## EXCERPT
Last spring, three of five commissioners indicated they were leaning toward approval. But one of them, a local realtor named Jim Irving, now appears to be on the fence.

The regulatory issues around oil trains are complex and somewhat maddening. Local and state governments, for example, have no say over what is carried on railroad tracks, because the federal government regulates interstate commerce. Think of the chaos if individual cities tried to impose rules on railroads.

Even though cities and counties have no control over railroads, they still want assurances that tracks and bridges are safe for the heavy, mile-long trains that carry highly flammable crude oil. We all do, don’t we?

Thursday, Irving asked about the Stenner Creek Trestle, a picturesque, 85-foot-high steel railroad bridge just north of the Cal Poly San Luis Obispo campus that was built in 1894.

Could Union Pacific reassure the county that the bridge is sound enough to carry those heavy tanker cars? As recently as June, a slow-moving Union Pacific oil train derailed near an elementary school and a water treatment plant on the Columbia River Gorge in Mosier, Ore. That derailment has weighed heavily on people’s minds around here.

“We tried to request documentation from Union Pacific related to the stability of bridges,” county planner Ryan Hostetter told Irving, “and all we got was a form with a checked box that they had inspected.”

“That’s kind of appalling,” said Irving.

::

These are not idle questions, and they are being faced by communities all over the country.

As my colleague Ralph Vartabedian has reported, some of the nation’s top safety experts believe “the government has misjudged the risk posed by the growing number of crude-oil trains.”

The Mosier train derailment was caused by failing bolts that allowed the tracks to separate. This was particularly worrisome because the tracks had been inspected the previous week.

“For me, that was a game changer,” said Benicia City Councilwoman Christina Strawbridge. “I just don’t think the rail industry has caught up with safety standards.”

## Referring expression data based on photos
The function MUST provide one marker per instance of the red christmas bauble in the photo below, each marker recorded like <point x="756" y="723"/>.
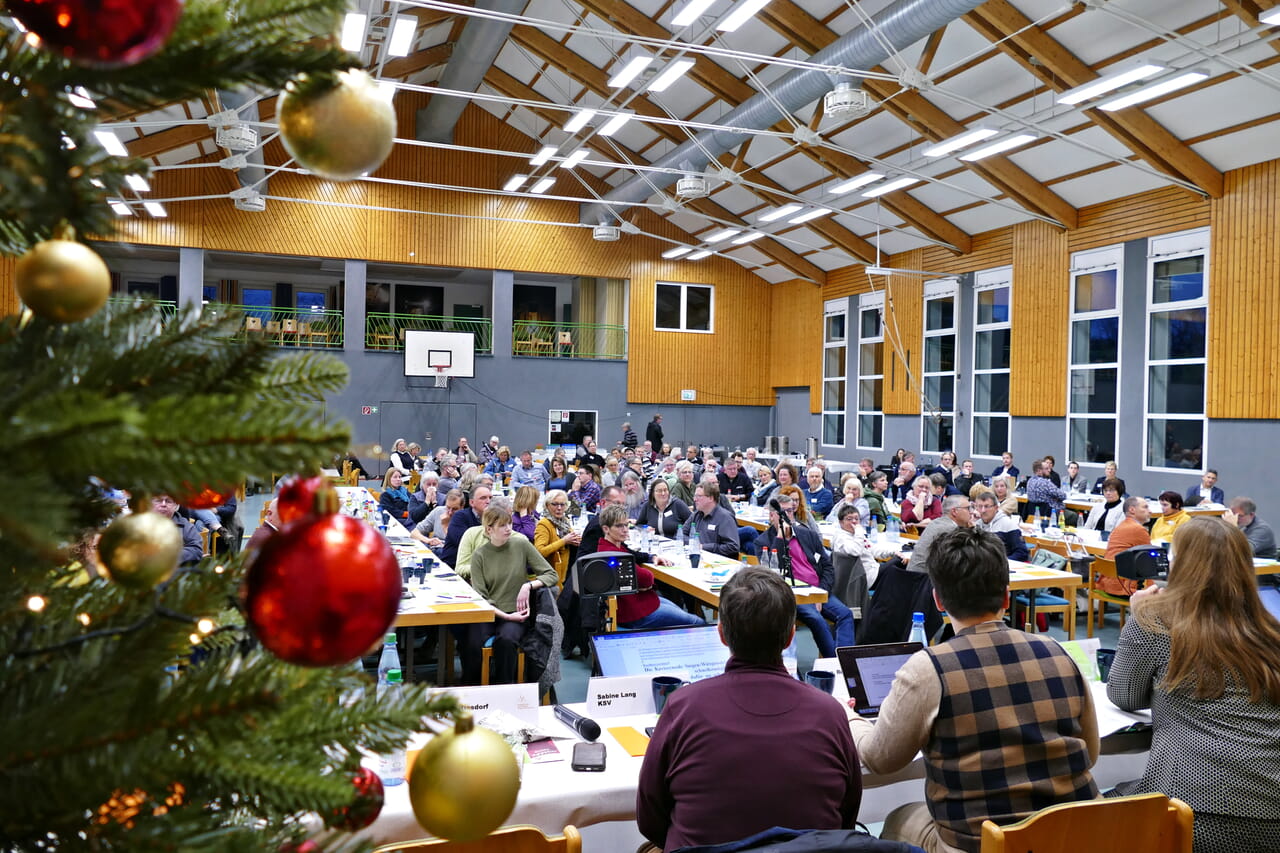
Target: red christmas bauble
<point x="366" y="806"/>
<point x="205" y="497"/>
<point x="321" y="591"/>
<point x="297" y="497"/>
<point x="106" y="33"/>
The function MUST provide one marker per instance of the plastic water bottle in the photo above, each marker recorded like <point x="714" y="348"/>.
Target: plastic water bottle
<point x="918" y="629"/>
<point x="391" y="765"/>
<point x="389" y="660"/>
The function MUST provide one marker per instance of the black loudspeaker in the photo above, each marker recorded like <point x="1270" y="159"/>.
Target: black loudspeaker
<point x="606" y="574"/>
<point x="1143" y="562"/>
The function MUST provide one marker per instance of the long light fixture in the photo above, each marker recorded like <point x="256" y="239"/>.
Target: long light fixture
<point x="1109" y="83"/>
<point x="574" y="159"/>
<point x="579" y="121"/>
<point x="897" y="183"/>
<point x="353" y="31"/>
<point x="670" y="74"/>
<point x="961" y="141"/>
<point x="403" y="28"/>
<point x="1155" y="90"/>
<point x="999" y="145"/>
<point x="743" y="12"/>
<point x="691" y="12"/>
<point x="630" y="71"/>
<point x="543" y="155"/>
<point x="853" y="183"/>
<point x="615" y="124"/>
<point x="778" y="213"/>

## ACTIONS TO TAKE
A) According to the oil-train excerpt, in what year was the Stenner Creek Trestle built?
B) Retype everything in the oil-train excerpt from "Last spring, three" down to "rules on railroads.".
C) Extend the oil-train excerpt past its final sentence.
The rows have no connection to the oil-train excerpt.

## PER-TASK ANSWERS
A) 1894

B)
Last spring, three of five commissioners indicated they were leaning toward approval. But one of them, a local realtor named Jim Irving, now appears to be on the fence.

The regulatory issues around oil trains are complex and somewhat maddening. Local and state governments, for example, have no say over what is carried on railroad tracks, because the federal government regulates interstate commerce. Think of the chaos if individual cities tried to impose rules on railroads.

C)
On Tuesday, Strawbridge and her colleagues on the Benicia City Council voted 5-0 to deny a project very much like the one under consideration in San Luis Obispo County. This one was proposed by energy behemoth Valero, which owns a refinery in Benicia.

Unlike Phillips’ Santa Maria Refinery, which employs only 120 people full time, Valero is Benicia’s largest employer. The refinery provides nearly 25% of the city’s annual $31 million budget. It has been a good neighbor, said Strawbridge, and charitable.

But she and her colleagues could not put their town at risk. After four years of debate, and a last-minute declaration by the federal Surface Transportation Board that oil companies cannot claim they are exempt from local regulations just because they use the railroads, the council said no to oil trains.

“I’ve gotten a lot of hugs on the street,” Strawbridge told me Friday.

They are well deserved.

::

Next month, the San Luis Obispo Planning Commission is scheduled, finally, to vote on this thing. After that, the San Luis Obispo Board of Supervisors will weigh in.

The wild card seems to be the board’s one open seat, in District 1, which comprises towns in the more conservative north side of the county. That supervisor has often functioned as a swing vote on the board. Two conservatives are vying for the seat, the aforementioned mayor of Paso Robles, Steve Martin, and John Peschong, a well-known Republican operative whose firm, Meridian Pacific Inc., received $262,000 from Phillips 66 in 2015, according to the oil company’s website.

Maybe the leaders of San Luis Obispo County will look north to the tiny city of Benicia for inspiration. That town, after all, had far more at stake.

They have a chance to do the right thing, not just for their county, but for all of California.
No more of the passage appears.